**Written task**
Rewrite the data from the line containing "Objective — for every instance of the koala's claw" up to and including the line containing "[[714, 149]]", substituting "boundary" for "outline" and changing nothing else.

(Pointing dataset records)
####

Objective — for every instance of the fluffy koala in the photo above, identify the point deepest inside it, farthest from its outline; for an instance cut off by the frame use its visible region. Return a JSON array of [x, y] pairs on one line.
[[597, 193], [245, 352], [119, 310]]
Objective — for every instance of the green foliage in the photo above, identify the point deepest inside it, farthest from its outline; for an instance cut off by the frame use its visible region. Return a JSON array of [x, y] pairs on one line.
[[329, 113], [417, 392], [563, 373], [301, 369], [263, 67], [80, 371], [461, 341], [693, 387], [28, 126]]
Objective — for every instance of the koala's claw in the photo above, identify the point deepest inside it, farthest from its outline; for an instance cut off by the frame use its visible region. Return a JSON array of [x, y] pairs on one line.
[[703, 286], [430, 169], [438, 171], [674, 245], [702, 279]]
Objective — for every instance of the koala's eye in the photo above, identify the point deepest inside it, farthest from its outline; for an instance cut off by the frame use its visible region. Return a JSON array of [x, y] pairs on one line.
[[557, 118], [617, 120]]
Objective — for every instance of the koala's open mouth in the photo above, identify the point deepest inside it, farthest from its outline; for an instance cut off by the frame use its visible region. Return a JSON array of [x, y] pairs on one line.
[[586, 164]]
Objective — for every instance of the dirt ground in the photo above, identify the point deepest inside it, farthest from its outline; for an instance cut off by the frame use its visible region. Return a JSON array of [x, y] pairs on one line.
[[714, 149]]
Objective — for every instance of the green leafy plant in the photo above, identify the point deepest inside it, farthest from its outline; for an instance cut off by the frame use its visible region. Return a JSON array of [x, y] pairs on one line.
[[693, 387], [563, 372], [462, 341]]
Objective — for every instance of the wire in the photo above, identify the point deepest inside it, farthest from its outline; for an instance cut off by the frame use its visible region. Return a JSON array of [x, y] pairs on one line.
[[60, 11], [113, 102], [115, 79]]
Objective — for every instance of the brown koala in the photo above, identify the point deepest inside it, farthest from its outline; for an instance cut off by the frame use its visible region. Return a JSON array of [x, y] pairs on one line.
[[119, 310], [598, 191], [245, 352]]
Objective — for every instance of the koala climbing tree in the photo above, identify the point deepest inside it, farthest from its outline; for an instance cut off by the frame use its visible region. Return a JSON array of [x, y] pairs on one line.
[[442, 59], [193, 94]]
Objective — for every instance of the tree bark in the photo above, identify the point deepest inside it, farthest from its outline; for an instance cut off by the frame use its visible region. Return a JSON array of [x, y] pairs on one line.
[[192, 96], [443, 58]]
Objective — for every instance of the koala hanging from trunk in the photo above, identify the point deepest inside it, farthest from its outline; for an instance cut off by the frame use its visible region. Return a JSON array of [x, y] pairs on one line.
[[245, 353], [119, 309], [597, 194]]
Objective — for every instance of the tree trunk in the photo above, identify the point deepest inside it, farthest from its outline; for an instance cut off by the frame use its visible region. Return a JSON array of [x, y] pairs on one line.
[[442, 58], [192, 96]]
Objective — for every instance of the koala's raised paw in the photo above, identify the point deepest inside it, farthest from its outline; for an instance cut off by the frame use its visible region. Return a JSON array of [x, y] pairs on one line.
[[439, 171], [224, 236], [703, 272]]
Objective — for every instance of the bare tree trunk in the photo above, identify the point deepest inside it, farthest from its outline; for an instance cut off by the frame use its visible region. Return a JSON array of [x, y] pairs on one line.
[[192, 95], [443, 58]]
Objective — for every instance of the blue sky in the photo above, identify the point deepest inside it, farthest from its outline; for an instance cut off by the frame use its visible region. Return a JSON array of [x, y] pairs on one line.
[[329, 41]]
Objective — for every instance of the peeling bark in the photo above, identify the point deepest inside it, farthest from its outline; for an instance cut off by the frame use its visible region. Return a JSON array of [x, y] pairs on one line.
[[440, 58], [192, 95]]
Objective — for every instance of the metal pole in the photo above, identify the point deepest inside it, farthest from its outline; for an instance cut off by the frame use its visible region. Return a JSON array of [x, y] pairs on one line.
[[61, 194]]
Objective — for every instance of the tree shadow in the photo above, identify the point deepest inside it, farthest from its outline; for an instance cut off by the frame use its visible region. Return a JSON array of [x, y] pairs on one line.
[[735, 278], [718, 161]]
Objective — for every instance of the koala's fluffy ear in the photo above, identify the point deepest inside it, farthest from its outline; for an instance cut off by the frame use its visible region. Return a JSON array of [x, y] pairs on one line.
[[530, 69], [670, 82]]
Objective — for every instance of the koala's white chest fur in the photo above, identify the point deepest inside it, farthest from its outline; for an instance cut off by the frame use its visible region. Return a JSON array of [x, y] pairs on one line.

####

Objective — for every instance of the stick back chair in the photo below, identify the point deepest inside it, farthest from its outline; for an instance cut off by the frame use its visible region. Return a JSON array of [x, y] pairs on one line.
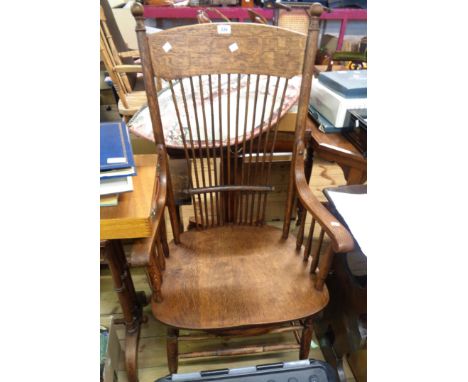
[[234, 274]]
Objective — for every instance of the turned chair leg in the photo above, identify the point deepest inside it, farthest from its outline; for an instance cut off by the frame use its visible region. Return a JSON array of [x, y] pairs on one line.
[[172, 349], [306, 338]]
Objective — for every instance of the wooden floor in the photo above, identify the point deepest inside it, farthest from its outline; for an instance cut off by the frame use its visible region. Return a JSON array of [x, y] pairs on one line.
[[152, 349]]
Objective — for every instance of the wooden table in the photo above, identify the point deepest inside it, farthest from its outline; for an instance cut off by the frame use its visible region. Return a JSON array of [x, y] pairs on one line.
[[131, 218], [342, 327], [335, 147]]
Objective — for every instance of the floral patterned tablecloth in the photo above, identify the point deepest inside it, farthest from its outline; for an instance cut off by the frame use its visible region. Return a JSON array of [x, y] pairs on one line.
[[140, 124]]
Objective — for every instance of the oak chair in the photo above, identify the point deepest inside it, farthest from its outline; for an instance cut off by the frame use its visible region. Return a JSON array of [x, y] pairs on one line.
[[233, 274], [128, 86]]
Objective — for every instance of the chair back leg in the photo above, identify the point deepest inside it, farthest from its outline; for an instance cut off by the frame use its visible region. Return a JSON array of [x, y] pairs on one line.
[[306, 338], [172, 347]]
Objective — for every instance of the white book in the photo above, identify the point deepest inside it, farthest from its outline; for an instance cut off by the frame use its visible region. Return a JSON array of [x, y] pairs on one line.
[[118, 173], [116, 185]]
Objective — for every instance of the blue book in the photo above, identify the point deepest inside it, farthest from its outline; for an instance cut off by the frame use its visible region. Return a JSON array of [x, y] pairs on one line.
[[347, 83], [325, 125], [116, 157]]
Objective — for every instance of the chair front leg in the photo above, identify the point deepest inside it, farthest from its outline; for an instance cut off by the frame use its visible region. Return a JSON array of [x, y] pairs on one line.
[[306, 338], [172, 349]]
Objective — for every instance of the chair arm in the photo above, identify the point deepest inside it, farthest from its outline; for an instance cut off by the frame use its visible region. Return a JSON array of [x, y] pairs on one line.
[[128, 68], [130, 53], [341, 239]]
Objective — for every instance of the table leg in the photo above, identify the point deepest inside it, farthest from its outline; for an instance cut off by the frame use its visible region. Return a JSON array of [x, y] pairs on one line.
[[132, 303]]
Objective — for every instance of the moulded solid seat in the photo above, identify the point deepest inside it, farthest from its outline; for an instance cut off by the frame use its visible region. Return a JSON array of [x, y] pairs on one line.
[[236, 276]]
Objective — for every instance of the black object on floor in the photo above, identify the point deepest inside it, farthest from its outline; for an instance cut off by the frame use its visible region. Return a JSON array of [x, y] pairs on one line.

####

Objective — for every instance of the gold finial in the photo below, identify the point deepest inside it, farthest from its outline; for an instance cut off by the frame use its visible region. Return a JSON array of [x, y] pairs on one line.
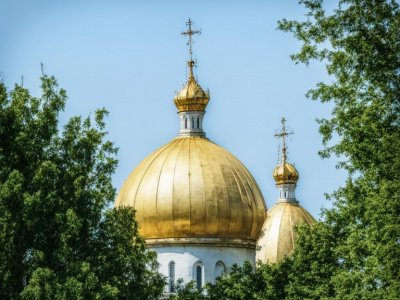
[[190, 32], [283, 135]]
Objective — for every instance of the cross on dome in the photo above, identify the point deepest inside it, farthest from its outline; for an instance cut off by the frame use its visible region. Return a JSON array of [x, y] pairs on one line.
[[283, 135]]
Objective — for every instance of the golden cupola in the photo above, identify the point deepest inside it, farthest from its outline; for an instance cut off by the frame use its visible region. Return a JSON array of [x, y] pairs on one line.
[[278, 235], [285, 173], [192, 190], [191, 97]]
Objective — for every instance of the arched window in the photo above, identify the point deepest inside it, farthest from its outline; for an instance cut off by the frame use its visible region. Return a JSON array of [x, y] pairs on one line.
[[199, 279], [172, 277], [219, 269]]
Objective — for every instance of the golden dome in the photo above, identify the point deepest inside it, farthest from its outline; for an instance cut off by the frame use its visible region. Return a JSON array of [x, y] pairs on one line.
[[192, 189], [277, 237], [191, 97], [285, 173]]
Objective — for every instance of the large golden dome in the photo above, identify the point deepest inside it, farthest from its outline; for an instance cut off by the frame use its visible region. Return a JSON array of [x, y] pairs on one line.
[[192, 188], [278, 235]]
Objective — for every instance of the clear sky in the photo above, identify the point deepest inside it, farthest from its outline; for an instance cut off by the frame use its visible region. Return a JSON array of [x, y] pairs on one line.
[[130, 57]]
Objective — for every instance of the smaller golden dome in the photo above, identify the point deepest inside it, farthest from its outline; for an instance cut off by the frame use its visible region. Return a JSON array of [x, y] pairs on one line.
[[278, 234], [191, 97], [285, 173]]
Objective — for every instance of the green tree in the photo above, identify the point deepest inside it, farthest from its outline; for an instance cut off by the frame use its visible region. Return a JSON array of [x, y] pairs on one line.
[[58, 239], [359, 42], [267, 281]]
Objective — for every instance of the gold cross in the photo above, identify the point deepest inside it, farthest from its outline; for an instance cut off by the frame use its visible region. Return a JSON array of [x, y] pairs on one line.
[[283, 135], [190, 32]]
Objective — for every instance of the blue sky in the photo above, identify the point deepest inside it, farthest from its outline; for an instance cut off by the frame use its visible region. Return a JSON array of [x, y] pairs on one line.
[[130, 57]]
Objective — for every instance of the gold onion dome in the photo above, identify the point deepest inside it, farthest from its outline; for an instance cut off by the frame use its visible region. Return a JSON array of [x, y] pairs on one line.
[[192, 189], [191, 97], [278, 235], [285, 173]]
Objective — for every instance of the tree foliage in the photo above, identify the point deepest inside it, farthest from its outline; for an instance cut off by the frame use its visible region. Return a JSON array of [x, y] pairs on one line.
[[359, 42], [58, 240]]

####

**Completed task**
Objective — for every instance of the koala's claw in the photo above, identify the point deepest inside it, farthest from its boundary; for an instance cut off by the frame use its visible region. Return a JSON array of [x, y] pairs on one line.
[[703, 286], [430, 169], [438, 171], [674, 245], [702, 279]]
Objective — for every instance of the koala's eye in the photo above, identify the point deepest inside it, farthest from its boundary; for an instance cut off by the frame use its visible region. Return a JSON array of [x, y] pairs on one line.
[[557, 118], [617, 120]]
Objective — for every instance of the koala's open mouth in the photo above, identify the point deepest inside it, farthest from its boundary; for an instance cut off by the frame use its visible region. Return a JSON array of [x, y] pairs on one line.
[[586, 164]]
Objective — for every instance of the dirt ground in the photo above, identify the point deepest inside it, farthest from its boundary; for an instance cut off by the frame use its visible region. Return a JSON array of [x, y] pairs on one line.
[[714, 149]]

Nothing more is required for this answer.